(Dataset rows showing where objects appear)
_____

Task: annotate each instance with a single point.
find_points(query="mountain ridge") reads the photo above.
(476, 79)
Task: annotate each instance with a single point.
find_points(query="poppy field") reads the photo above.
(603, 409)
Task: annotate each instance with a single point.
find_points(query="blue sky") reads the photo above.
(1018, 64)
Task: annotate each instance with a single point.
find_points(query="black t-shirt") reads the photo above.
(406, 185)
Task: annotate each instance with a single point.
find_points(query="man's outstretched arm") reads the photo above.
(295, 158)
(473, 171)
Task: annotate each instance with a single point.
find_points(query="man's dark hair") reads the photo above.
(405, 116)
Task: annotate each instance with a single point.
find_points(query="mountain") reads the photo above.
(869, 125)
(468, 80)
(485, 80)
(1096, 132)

_____

▶ [What is expected] Please arrange every line of the rows above as a Markdown table with two columns, "No." and "Line". Number the lines in order and skip any blank ones.

▶ [Output below]
| No. | Line |
|---|---|
| 1 | Task: annotate each instance with a single point. |
| 2 | find_points(query="mountain ridge") reads the photo above. |
| 3 | (476, 79) |
| 4 | Task: annotate each instance with a single point. |
| 5 | find_points(query="poppy field") reads the photo above. |
| 6 | (603, 409) |
| 7 | Task: annotate each instance with a single point. |
| 8 | find_points(query="blue sky") reads the photo above. |
| 9 | (1018, 64) |
| 10 | Task: annotate each instance with a single point. |
| 11 | find_points(query="black t-shirt") reads the photo above. |
| 12 | (406, 185) |
| 13 | Task: annotate each instance with a single point. |
| 14 | find_points(query="man's outstretched arm") reads the photo above. |
| 15 | (295, 158) |
| 16 | (473, 171) |
| 17 | Task: annotate each instance with a single point. |
| 18 | find_points(query="man's dark hair") reads the photo above. |
| 19 | (405, 116) |
| 20 | Task: annotate each instance with a single point. |
| 21 | find_points(query="mountain") reads the photo above. |
| 22 | (869, 125) |
| 23 | (468, 80) |
| 24 | (485, 80) |
| 25 | (1096, 132) |